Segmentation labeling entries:
________________

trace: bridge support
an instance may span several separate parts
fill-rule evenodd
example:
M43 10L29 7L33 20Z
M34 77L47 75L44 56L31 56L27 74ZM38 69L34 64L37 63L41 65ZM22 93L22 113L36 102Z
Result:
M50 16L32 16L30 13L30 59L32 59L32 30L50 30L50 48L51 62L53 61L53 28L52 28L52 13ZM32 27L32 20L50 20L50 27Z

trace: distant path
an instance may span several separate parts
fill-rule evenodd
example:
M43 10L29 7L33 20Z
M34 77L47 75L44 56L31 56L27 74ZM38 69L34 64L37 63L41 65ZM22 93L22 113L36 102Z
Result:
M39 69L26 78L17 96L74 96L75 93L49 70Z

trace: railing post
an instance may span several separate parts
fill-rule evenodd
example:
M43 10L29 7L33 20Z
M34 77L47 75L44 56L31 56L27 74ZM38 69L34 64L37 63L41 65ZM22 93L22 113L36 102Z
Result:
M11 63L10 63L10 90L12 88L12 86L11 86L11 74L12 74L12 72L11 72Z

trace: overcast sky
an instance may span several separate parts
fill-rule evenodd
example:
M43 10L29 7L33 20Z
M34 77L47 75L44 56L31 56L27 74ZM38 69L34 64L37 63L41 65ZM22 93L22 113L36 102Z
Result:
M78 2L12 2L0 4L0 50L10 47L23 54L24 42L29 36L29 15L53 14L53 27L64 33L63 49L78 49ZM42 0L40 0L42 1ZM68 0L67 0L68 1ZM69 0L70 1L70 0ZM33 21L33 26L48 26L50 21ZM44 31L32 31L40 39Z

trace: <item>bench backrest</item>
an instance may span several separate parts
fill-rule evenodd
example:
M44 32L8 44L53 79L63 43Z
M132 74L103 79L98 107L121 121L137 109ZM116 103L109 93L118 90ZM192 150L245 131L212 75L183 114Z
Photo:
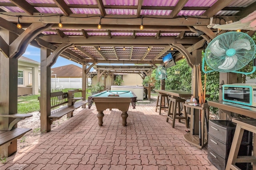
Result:
M70 92L73 93L73 98L82 97L82 90L74 89L69 90ZM51 93L51 109L68 103L68 92L63 92L62 91L56 92ZM38 97L40 102L40 96Z
M51 109L68 103L68 93L62 91L51 93Z

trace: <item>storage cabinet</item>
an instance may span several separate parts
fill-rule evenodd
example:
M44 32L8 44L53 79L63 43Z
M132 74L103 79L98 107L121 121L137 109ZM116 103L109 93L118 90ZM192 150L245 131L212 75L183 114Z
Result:
M209 122L208 158L219 170L225 170L236 125L229 121L211 120ZM252 148L252 133L244 131L238 155L251 155ZM236 165L242 170L250 169L248 163Z

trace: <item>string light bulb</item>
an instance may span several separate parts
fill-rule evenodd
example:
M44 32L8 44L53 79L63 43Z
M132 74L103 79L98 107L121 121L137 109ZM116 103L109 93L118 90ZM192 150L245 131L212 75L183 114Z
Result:
M141 24L140 24L140 29L142 30L144 28L143 27L143 17L141 17Z
M61 23L61 20L60 20L60 17L62 16L62 15L60 15L60 21L59 21L59 27L60 28L62 27L62 24Z
M20 29L22 27L21 26L21 25L20 24L20 16L18 16L18 23L17 23L17 27L18 28L18 29Z
M98 25L98 29L101 29L101 25L100 25L100 21L101 21L101 19L103 18L102 16L100 16L100 22L99 25Z

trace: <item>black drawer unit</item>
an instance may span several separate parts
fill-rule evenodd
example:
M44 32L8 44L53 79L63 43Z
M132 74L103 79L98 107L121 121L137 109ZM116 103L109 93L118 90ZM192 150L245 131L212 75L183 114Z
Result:
M209 122L208 159L220 170L224 170L228 158L236 124L229 121L211 120ZM250 156L252 133L244 131L239 156ZM242 170L249 170L249 163L236 163Z

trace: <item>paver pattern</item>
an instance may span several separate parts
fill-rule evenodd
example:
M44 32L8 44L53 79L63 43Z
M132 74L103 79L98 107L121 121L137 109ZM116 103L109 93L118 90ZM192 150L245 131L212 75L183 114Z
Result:
M186 142L184 124L177 121L172 128L155 108L155 102L135 109L130 105L126 127L117 109L104 111L99 127L94 105L79 108L32 145L18 149L0 169L217 170L207 158L207 147L200 150Z

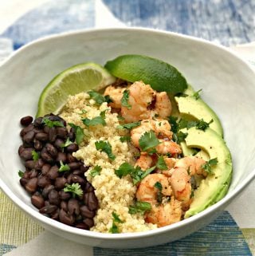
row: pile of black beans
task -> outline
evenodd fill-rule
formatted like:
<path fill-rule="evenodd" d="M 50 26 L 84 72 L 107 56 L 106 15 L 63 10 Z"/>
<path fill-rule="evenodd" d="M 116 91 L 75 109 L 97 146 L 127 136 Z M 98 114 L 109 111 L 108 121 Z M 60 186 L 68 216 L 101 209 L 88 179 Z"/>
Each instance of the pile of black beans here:
<path fill-rule="evenodd" d="M 59 116 L 50 114 L 44 117 L 61 122 L 63 127 L 49 127 L 43 117 L 37 117 L 33 122 L 29 116 L 21 119 L 24 128 L 20 132 L 22 144 L 18 154 L 26 171 L 20 183 L 31 195 L 31 202 L 40 213 L 62 223 L 89 230 L 94 226 L 98 201 L 93 187 L 84 176 L 88 167 L 73 156 L 79 148 L 75 143 L 75 130 L 69 131 L 66 122 Z M 63 148 L 68 138 L 73 143 Z M 36 160 L 34 152 L 39 157 Z M 70 170 L 59 171 L 61 163 L 68 164 Z M 80 184 L 81 195 L 64 191 L 67 184 L 73 183 Z"/>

________________

◆ WORK INSTRUCTIONS
How many lines of the entries contain the string "pile", counting only exact-case matches? Give only the number.

◆ EXERCISE ANSWER
2